§ Exercise directions: Continue the passage below on using plant-based biochars to remediate heavy metal-contaminated soil, picking up after its last sentence.

§ Page extract:

*** Begin section ***

The use of plant-based biochars for the remediation of heavy metal-contaminated soil

Heavy metals (HMs) are common contaminants in soil. At elevated concentrations they can have a negative impact on ecosystem functioning and pose a risk to human health. Cost-effective management solutions are required to reduce the environmental risk from HM-contaminated soil. Among other organic amendments, biochar has been proposed as a suitable low-cost material with the potential to immobilise HMs in soil and improve soil conditions for restoration of degraded land and re-use of contaminated soil.
Biochar is a black carbon produced by thermal decomposition of feedstock -biomass destined for conversion to energy. It typically has a high specific surface area and is rich in oxygenated functional groups (e.g. carboxyl, hydroxyl). These properties make it useful for the treatment of HM-contaminated soils, where it can immobilize pollutants by different physical and chemical mechanisms, reducing metal toxicity towards plants and soil microorganisms, and thereby enabling the re-use of restored land. However, there are uncertainties that can limit the generalised use of biochar in the remediation of HM-contaminated soil. For example, biochars have different potentials to immobilize HMs, wherein the metal sorption characteristics are influenced by the feedstock properties and production conditions. Other factors, such as biochar dosage, soil properties and the presence of different HMs in soil, may also result in varied metal attenuation characteristics. The varied and contrasting results of biochar studies make it difficult to identify biochars with suitable characteristics for the immobilisation of HMs at contaminated sites that can also improve soil health.

*** End section ***

§ Extracted data:
*** Begin section ***

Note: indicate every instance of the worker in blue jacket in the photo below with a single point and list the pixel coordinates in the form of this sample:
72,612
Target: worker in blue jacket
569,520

*** End section ***
*** Begin section ***

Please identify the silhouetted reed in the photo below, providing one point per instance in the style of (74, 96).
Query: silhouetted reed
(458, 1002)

*** End section ***

§ Response to the exercise:
This thesis investigates the mechanistic properties of plant-based biochars that influence the immobilisation of HMs in contaminated soil and the broader impact of biochar addition on soil health in the short- and long-term. Biochar sorption mechanisms were studied in batch sorption tests using synthetic soil pore water as the sorption media. Five plant-based biochars were used. Single and competitive sorption tests were conducted to determine the sorption capacities of these biochars for cadmium (Cd), lead (Pb) and zinc (Zn). A strong correlation was identified between selected biochar properties (pH, cation exchange capacity -CEC- and electric conductivity -EC-) and HM sorption.
Thereafter, four biochars were selected to assess their potential in alleviating HM toxicity towards plant growth in short-term incubations under controlled conditions. The effect of biochar on plant performance was evaluated using Arabidopsis thaliana, Lolium perenne and Sinapsis alba plants. The results demonstrated that biochars applied at 1% (w/w) reduced bioavailable Pb to 18-69 %, Zn to 60-80% and Cd to 33-43 % of the control. Nonetheless, plants still accumulated HMs in above-ground tissue. Higher biochar application rates of 3% (w/w) and 5 % (w/w) caused inhibition of plant growth, depending on the plant species. This negative effect was mainly associated with increased salinity due to soluble Na and K released from biochars with high mineral content, which may have induced osmotic stress - water deficit in plants caused by a high salt content in the soil.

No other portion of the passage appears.